→ Exercise: In the material below, find the line with "of the patio"; set down that line and every line after it to the end, exactly, without pictures.

→ Source data:
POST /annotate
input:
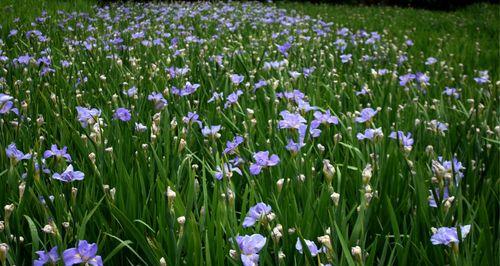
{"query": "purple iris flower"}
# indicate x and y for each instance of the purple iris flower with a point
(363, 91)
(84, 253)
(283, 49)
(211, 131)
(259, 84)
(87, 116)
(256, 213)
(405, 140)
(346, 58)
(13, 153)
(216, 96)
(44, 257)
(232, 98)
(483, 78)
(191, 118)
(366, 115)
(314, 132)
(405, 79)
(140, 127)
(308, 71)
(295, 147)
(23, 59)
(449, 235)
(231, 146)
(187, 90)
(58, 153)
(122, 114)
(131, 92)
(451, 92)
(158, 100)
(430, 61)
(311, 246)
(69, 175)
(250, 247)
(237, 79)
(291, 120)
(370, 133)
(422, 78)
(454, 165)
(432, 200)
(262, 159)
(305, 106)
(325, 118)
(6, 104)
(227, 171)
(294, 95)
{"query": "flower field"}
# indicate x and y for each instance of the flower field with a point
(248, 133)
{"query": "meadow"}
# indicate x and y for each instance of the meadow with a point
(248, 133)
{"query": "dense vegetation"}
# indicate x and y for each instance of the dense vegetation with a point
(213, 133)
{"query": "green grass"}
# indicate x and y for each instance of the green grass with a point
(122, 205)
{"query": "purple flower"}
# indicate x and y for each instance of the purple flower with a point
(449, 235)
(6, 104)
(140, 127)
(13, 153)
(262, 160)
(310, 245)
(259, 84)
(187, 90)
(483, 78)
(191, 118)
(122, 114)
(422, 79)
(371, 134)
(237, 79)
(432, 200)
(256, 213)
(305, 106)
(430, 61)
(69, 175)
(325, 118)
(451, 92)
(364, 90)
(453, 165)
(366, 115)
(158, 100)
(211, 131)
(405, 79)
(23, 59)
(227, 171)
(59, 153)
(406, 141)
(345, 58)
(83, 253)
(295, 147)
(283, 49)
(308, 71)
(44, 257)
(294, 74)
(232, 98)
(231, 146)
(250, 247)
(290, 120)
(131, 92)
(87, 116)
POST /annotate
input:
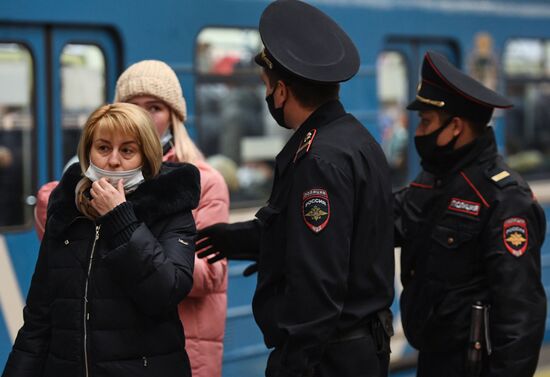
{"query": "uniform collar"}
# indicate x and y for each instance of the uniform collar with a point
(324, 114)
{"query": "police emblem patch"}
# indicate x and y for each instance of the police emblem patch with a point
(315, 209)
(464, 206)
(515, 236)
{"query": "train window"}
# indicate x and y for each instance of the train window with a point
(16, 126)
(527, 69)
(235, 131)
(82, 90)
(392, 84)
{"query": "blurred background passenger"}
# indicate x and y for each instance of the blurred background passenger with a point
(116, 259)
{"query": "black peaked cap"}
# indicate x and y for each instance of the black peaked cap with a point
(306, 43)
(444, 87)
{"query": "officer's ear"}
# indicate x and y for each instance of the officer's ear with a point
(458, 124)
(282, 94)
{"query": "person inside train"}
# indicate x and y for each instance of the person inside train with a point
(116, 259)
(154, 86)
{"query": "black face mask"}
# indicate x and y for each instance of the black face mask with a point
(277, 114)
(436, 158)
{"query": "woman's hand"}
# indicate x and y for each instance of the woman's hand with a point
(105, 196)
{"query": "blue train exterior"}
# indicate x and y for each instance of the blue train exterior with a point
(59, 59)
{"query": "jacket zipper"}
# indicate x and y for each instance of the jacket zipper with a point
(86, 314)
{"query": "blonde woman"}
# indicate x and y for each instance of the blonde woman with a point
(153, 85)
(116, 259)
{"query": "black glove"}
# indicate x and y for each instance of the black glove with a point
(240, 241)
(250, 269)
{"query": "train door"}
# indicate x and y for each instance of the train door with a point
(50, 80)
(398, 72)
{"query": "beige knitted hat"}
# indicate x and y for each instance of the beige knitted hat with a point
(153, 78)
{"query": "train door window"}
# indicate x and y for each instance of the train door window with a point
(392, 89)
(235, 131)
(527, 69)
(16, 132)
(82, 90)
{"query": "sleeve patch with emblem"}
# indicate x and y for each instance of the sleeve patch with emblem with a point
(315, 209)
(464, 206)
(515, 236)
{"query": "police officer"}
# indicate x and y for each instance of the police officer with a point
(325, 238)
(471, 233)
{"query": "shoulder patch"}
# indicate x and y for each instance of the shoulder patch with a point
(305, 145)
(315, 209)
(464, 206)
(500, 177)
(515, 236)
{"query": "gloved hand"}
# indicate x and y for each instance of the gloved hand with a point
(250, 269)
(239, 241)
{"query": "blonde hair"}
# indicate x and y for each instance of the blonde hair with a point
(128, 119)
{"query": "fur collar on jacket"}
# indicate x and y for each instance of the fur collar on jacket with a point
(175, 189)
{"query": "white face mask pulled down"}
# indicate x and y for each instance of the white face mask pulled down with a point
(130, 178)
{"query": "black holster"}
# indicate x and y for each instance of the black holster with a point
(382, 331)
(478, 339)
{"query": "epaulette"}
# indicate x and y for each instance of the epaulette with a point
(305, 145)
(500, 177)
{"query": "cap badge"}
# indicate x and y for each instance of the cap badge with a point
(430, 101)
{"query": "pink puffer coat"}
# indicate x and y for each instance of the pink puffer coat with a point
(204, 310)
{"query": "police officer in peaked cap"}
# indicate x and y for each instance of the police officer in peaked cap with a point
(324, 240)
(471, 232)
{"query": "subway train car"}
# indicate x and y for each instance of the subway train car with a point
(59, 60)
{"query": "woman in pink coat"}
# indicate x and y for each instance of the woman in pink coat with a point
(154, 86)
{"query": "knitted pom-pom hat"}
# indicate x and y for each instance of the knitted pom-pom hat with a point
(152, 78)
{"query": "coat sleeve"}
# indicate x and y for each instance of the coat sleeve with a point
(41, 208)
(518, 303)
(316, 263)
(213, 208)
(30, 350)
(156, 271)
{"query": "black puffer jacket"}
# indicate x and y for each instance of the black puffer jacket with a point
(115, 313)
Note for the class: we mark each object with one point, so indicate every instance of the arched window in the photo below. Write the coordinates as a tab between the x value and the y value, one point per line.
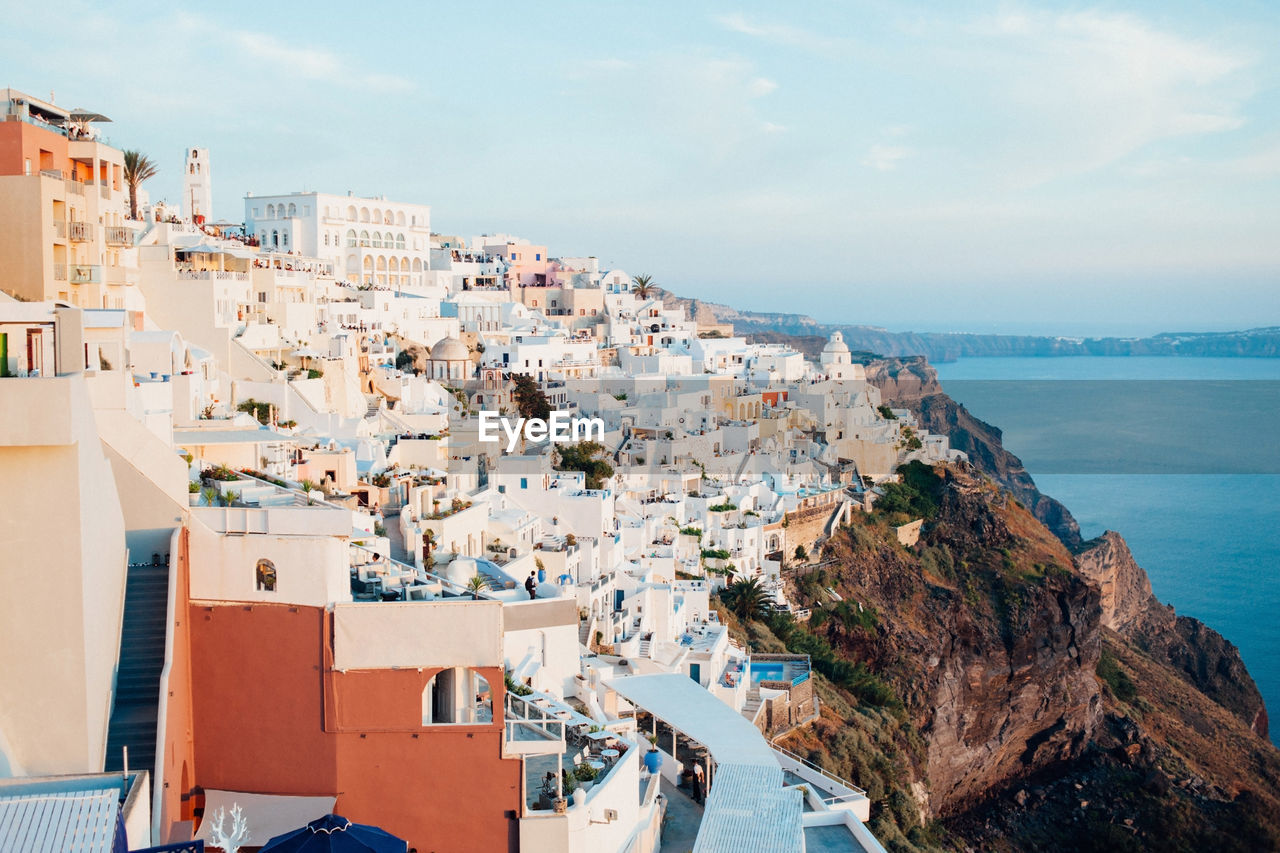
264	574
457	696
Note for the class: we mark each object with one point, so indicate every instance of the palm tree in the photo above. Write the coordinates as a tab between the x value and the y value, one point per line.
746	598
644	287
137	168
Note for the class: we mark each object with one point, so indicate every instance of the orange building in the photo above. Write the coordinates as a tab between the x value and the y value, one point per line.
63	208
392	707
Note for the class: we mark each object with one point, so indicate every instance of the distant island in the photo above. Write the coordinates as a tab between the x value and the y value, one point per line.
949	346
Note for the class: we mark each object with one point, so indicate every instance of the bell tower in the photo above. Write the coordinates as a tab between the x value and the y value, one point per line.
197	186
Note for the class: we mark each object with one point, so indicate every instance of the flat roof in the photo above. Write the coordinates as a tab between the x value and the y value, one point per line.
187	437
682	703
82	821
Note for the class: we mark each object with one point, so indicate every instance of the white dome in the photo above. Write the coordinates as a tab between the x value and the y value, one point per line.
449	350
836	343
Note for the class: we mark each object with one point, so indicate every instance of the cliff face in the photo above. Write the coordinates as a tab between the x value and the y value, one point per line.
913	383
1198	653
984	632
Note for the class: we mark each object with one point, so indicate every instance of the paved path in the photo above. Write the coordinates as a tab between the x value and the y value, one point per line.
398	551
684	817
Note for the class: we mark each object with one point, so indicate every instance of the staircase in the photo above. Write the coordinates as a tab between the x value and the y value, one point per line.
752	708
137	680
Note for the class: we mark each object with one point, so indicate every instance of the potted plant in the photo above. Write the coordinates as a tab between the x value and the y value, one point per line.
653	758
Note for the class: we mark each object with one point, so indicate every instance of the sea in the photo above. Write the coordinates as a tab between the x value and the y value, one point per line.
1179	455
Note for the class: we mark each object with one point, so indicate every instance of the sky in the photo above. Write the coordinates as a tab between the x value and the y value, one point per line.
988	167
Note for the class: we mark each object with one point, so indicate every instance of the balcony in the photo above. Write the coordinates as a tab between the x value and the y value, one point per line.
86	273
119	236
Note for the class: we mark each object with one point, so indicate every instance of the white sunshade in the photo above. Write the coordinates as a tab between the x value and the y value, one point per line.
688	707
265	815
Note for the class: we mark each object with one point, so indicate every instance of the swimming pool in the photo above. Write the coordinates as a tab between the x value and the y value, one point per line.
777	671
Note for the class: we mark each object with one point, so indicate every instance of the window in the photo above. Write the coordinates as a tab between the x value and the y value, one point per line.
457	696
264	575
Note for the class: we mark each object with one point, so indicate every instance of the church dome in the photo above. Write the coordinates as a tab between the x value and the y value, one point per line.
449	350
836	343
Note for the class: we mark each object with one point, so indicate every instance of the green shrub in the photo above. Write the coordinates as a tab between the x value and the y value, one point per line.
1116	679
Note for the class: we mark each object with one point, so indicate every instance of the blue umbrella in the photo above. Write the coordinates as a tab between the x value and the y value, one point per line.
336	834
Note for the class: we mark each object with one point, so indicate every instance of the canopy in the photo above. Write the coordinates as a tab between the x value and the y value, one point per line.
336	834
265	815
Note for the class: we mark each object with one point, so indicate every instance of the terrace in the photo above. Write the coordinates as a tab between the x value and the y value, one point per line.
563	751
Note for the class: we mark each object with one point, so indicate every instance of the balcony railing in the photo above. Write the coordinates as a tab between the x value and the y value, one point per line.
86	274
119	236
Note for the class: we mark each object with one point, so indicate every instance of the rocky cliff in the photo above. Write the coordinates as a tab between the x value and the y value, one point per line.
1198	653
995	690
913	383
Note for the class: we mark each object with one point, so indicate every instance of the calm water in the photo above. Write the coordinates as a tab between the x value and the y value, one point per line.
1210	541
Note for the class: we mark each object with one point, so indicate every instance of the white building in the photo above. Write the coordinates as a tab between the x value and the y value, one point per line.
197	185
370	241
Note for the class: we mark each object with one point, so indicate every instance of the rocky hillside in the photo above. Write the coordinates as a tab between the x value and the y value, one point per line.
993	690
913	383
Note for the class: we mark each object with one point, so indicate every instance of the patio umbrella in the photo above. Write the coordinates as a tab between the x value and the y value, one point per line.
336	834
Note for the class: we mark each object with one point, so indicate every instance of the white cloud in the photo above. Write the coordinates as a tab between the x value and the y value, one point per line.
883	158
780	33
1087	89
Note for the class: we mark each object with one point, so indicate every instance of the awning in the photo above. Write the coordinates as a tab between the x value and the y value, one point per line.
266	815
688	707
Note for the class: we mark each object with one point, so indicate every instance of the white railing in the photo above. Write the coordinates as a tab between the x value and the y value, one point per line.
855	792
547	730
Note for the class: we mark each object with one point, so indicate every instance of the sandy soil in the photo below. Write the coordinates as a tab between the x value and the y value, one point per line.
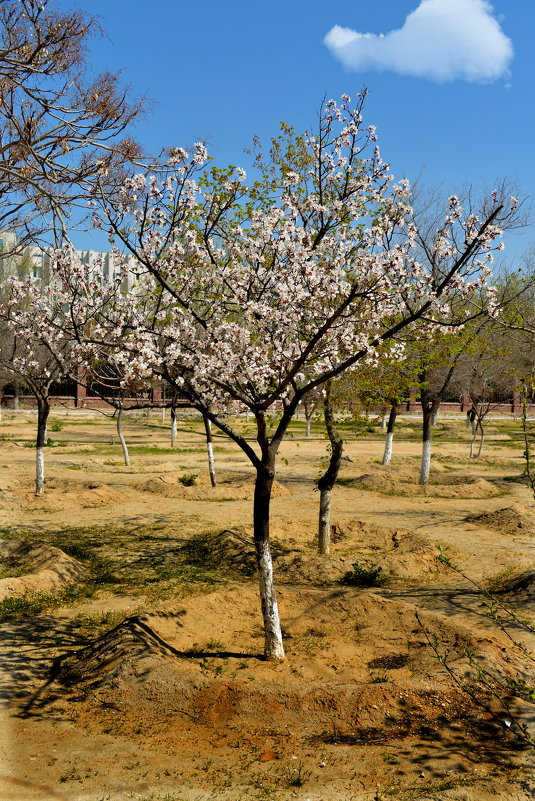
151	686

→ Exercise output:
Note for the class: we mark each object with one point, so indicate every instance of the patio umbrella in the photo above. Write the coordinates as a tab between the x value and the y value, one point per line.
336	834
Note for the class: we mark each object with one point, so indicate every instance of the white cloud in the photo above. Write the coordinates as a tab between the x value and the y value, one point per line.
883	158
780	33
1087	89
Note for the class: we mark each object with one point, so indicate every instance of the awning in the photo above. Write the coordinates as a tab between the x value and the y value, one point per line.
266	815
688	707
Note for the class: we mark each object with one point, so indicate every instance of the white railing in the photo above. Write the coordinates as a tab between the x value and the y value, one point per line.
855	792
547	730
Note for the class: we mark each object with one point, so indicate every instance of the sandy soil in the photo below. Write the coordinates as a tab between the x value and the y value, one point per line.
151	686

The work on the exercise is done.